*INSTRUCTION*: Quote the entries in full, character for character, without their images.

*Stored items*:
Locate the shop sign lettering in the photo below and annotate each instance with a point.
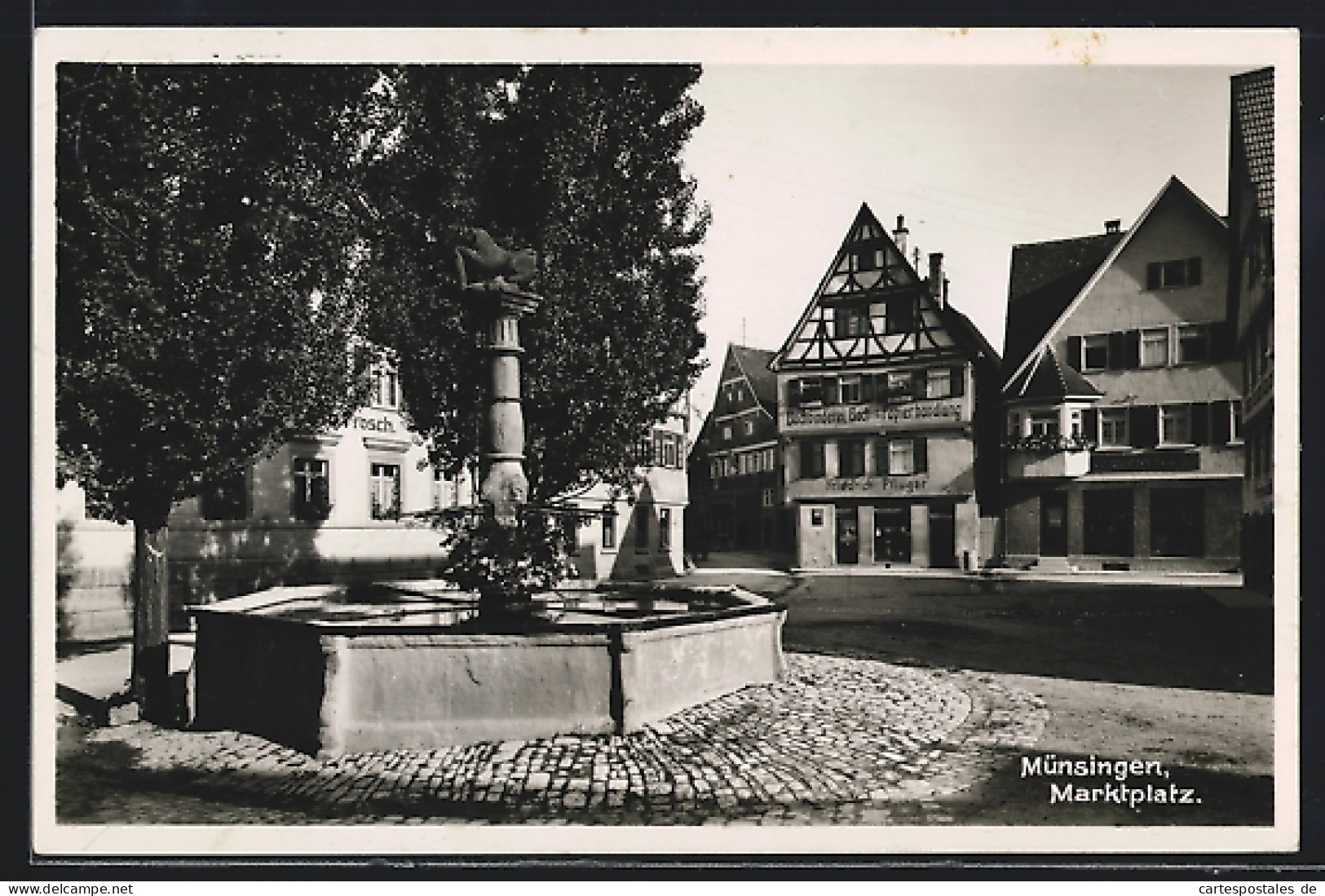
(373, 425)
(903, 484)
(915, 413)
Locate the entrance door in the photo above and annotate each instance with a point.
(848, 536)
(1053, 523)
(943, 536)
(892, 534)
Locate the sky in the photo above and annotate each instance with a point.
(977, 159)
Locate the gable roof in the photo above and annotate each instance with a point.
(763, 382)
(1036, 322)
(1049, 378)
(1045, 277)
(1254, 130)
(864, 227)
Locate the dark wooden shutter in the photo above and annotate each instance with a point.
(1075, 353)
(1201, 425)
(1219, 423)
(1117, 351)
(1144, 426)
(1132, 354)
(1091, 423)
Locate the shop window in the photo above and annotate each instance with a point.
(1095, 351)
(1113, 428)
(311, 499)
(1166, 275)
(1155, 347)
(1176, 425)
(851, 457)
(812, 459)
(1177, 523)
(385, 484)
(1106, 523)
(227, 497)
(1193, 343)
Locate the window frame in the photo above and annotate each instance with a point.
(1168, 346)
(1117, 417)
(1174, 413)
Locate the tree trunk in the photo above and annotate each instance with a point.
(152, 626)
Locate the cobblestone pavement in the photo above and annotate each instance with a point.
(837, 741)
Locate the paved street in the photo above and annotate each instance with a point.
(904, 704)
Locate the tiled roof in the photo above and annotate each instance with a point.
(1254, 124)
(1049, 378)
(754, 362)
(1045, 277)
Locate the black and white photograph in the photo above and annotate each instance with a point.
(664, 442)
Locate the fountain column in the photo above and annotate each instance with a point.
(505, 485)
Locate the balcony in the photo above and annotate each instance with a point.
(1049, 457)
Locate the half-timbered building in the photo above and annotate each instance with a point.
(888, 414)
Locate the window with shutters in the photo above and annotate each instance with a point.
(901, 457)
(1193, 343)
(1095, 351)
(385, 491)
(939, 382)
(1166, 275)
(851, 390)
(1113, 428)
(811, 459)
(851, 457)
(850, 321)
(311, 499)
(1174, 425)
(899, 386)
(1155, 347)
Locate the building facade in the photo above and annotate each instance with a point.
(1251, 307)
(1123, 415)
(338, 506)
(888, 415)
(735, 467)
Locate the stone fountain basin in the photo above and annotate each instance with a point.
(333, 671)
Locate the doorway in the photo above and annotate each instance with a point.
(892, 534)
(1053, 523)
(943, 536)
(848, 536)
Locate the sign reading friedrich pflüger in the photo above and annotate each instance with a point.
(912, 414)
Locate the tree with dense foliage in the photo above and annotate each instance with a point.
(207, 311)
(582, 165)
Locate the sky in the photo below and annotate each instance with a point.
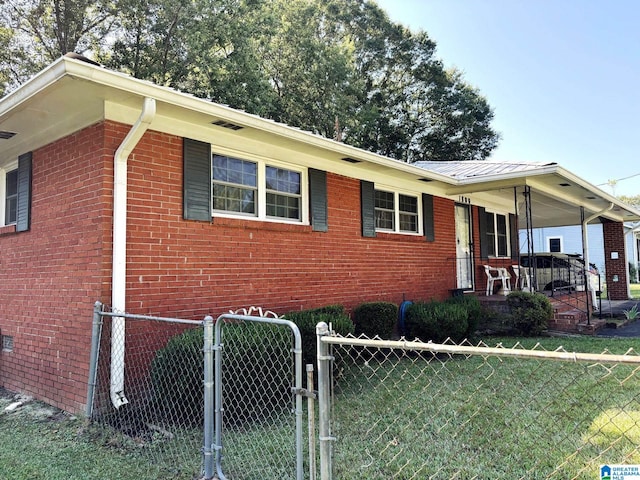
(563, 77)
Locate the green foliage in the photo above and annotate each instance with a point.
(530, 312)
(376, 318)
(475, 311)
(254, 366)
(306, 320)
(177, 373)
(633, 271)
(632, 313)
(437, 321)
(338, 68)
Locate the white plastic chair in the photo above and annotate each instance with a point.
(523, 279)
(499, 274)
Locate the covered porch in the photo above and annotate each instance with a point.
(533, 196)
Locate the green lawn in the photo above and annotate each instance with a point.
(486, 417)
(448, 418)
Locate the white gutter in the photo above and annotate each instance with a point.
(635, 228)
(119, 265)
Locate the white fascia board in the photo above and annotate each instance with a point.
(34, 85)
(166, 95)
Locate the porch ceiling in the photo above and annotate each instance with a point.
(556, 197)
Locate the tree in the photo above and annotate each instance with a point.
(338, 68)
(44, 30)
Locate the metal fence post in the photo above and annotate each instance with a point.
(93, 360)
(208, 399)
(312, 423)
(324, 396)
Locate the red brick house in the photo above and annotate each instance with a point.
(156, 202)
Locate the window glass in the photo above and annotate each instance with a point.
(283, 193)
(11, 203)
(501, 223)
(408, 213)
(385, 210)
(239, 186)
(491, 234)
(497, 235)
(234, 185)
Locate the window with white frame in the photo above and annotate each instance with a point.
(257, 189)
(10, 197)
(555, 244)
(396, 212)
(497, 235)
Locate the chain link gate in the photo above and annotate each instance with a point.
(156, 383)
(255, 387)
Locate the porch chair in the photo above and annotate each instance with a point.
(523, 278)
(499, 274)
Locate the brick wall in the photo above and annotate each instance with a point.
(613, 233)
(189, 269)
(51, 275)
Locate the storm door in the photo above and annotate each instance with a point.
(464, 250)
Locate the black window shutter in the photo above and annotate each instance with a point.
(482, 225)
(197, 180)
(318, 200)
(515, 240)
(368, 207)
(23, 217)
(427, 217)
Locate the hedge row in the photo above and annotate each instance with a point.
(250, 348)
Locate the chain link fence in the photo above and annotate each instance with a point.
(411, 410)
(199, 399)
(153, 369)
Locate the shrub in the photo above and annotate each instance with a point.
(177, 372)
(529, 312)
(306, 320)
(376, 318)
(475, 311)
(251, 368)
(437, 321)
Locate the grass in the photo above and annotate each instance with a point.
(486, 417)
(633, 287)
(41, 442)
(433, 417)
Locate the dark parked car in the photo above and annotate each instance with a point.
(555, 271)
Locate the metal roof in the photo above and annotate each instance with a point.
(474, 169)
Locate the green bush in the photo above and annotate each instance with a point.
(475, 311)
(529, 312)
(376, 318)
(254, 367)
(177, 373)
(437, 321)
(306, 320)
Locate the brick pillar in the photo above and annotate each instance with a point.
(616, 267)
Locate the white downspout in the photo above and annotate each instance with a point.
(635, 228)
(585, 247)
(119, 264)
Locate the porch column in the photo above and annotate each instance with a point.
(615, 260)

*EXPECTED ANSWER*:
Locate the shop sign lettering in the photo below and annotate each instance with a point.
(373, 425)
(903, 484)
(915, 413)
Locate the entrance door in the photo above and annotate each instance with a point.
(848, 536)
(1053, 523)
(943, 536)
(892, 534)
Locate the sky in the photo above and annotate each instance with a point.
(977, 159)
Locate the gable roof in the photo above and annotate each instance with a point.
(763, 382)
(1036, 322)
(1049, 378)
(1045, 277)
(1254, 130)
(864, 227)
Locate the dark wooden shutter in the photo above and annotate each instance with a point.
(1075, 353)
(1201, 425)
(1219, 423)
(1117, 351)
(1144, 426)
(1132, 354)
(1091, 423)
Locate the shop window in the photo above and annotate each instance with a point.
(1095, 351)
(1113, 428)
(311, 499)
(1166, 275)
(1155, 347)
(1176, 425)
(851, 457)
(812, 459)
(1177, 523)
(385, 484)
(1106, 523)
(227, 497)
(1193, 343)
Locate the window frame in the photo above and annotate each instance with a point.
(1168, 346)
(1117, 417)
(1174, 413)
Locate the tree trunk in the photo above and annotate each instance with a point.
(152, 626)
Locate the cobblestone pavement in the photo above and annotate each instance with a point.
(837, 741)
Locate the paved street in the photo above and annotate each instance with a point.
(904, 704)
Locate the tiled roof in the photo above and annotate each instance with a point.
(1254, 124)
(1049, 378)
(754, 362)
(1045, 277)
Locate the black and white photograph in the photo above and annotate each instance with a point.
(664, 442)
Locate the fountain column in the photo above and annotate each instance with a point.
(505, 485)
Locate the balcony in the photo above and annotate each instance with a point.
(1049, 457)
Locate the half-timbered building in the photo above and annotate each instance with a point.
(888, 414)
Locate the window with shutters in the photo above and annotate each instance with a point.
(901, 457)
(1193, 343)
(1095, 351)
(385, 491)
(939, 382)
(1166, 275)
(851, 390)
(1113, 428)
(811, 459)
(851, 457)
(850, 321)
(311, 499)
(1174, 425)
(899, 386)
(1155, 347)
Locate the building facade in the photo above and annotate each instance with a point.
(1251, 307)
(1123, 415)
(338, 506)
(888, 415)
(735, 467)
Locate the stone fountain basin in the photo above and annotate each instance with a point.
(333, 671)
Locate the doorway in the photo above and annotate each instance with a point.
(892, 534)
(1053, 523)
(943, 536)
(848, 536)
Locate the sign reading friedrich pflüger in the photo above and annotate each instance with a point.
(912, 414)
Locate the tree with dense foliage in the photo above and annotate each instance with a point.
(207, 311)
(582, 165)
Locate the sky in the photo below and annotate each instance with a point.
(563, 77)
Locate the green foliage in the photo above and annotate each instance with a point.
(530, 312)
(376, 318)
(475, 311)
(254, 366)
(306, 320)
(177, 373)
(633, 271)
(632, 313)
(437, 321)
(338, 68)
Locate the white plastic chair in the photo above and annotate each instance with a point.
(523, 279)
(499, 274)
Locate the covered porch in the photo above and annotate each instance with a point.
(533, 196)
Locate the green lawn in the photo above and annotate each instance with a point.
(486, 417)
(448, 418)
Locate the white gutter in the photo above and annotate each instance with a point.
(635, 228)
(119, 265)
Locate the white fascia board in the photo above and annotate each instance with a point.
(34, 85)
(166, 95)
Locate the porch ceiling in the photo above and annotate each instance with a point.
(556, 197)
Locate the tree in the photo above and annotate each instance with a point.
(338, 68)
(44, 30)
Locate the metal fence post in the photo above and annotate each instance with a point.
(93, 360)
(208, 399)
(312, 423)
(324, 396)
Locate the red brick house in the photo above and annotate each instance with a point.
(156, 202)
Locate the window glass in the photo above and annotate each instance with a point.
(283, 193)
(11, 203)
(501, 223)
(408, 213)
(385, 210)
(239, 186)
(491, 234)
(497, 235)
(234, 185)
Locate the window with white frame in the photo above and annotate each instance with a point.
(257, 189)
(10, 197)
(555, 244)
(396, 212)
(497, 235)
Locate the chain link gate in the photo above and annotate each instance with a point.
(156, 383)
(255, 387)
Locate the porch chair in the photo above and annotate each instance with a point.
(523, 278)
(499, 274)
Locate the brick wall in the photo above and annotate each instance with a point.
(613, 233)
(189, 269)
(51, 275)
Locate the storm door in the photo above and annotate each instance with a point.
(464, 250)
Locate the black window shutter in the photo above and annotate each instance with a point.
(482, 225)
(197, 180)
(318, 200)
(515, 240)
(368, 207)
(23, 217)
(427, 217)
Locate the hedge row in the photo above and annotate each instance with a point.
(250, 348)
Locate the chain link fence in the photo above and annotate each instance with a point.
(411, 410)
(199, 399)
(153, 369)
Locate the shrub in the photo above and annotate each instance with a point.
(177, 372)
(529, 312)
(306, 320)
(376, 318)
(475, 311)
(251, 368)
(437, 321)
Locate the grass in the photo above and annotate each instance with a point.
(486, 417)
(633, 287)
(41, 442)
(433, 417)
Locate the dark parked car in the photo above and annotate each instance with a point.
(555, 271)
Locate the metal roof in the photo above and annotate each instance with a point.
(474, 169)
Locate the green bush in the photo above and annotate each instance with a point.
(475, 311)
(529, 312)
(376, 318)
(254, 367)
(177, 373)
(437, 321)
(306, 320)
Locate the brick pillar in the photo above and annotate each instance with a point.
(616, 267)
Locate the white downspout in the photo above and annotate each instance with a point.
(635, 228)
(585, 247)
(119, 264)
Locate the porch column in the photo above and annotate each instance with a point.
(615, 260)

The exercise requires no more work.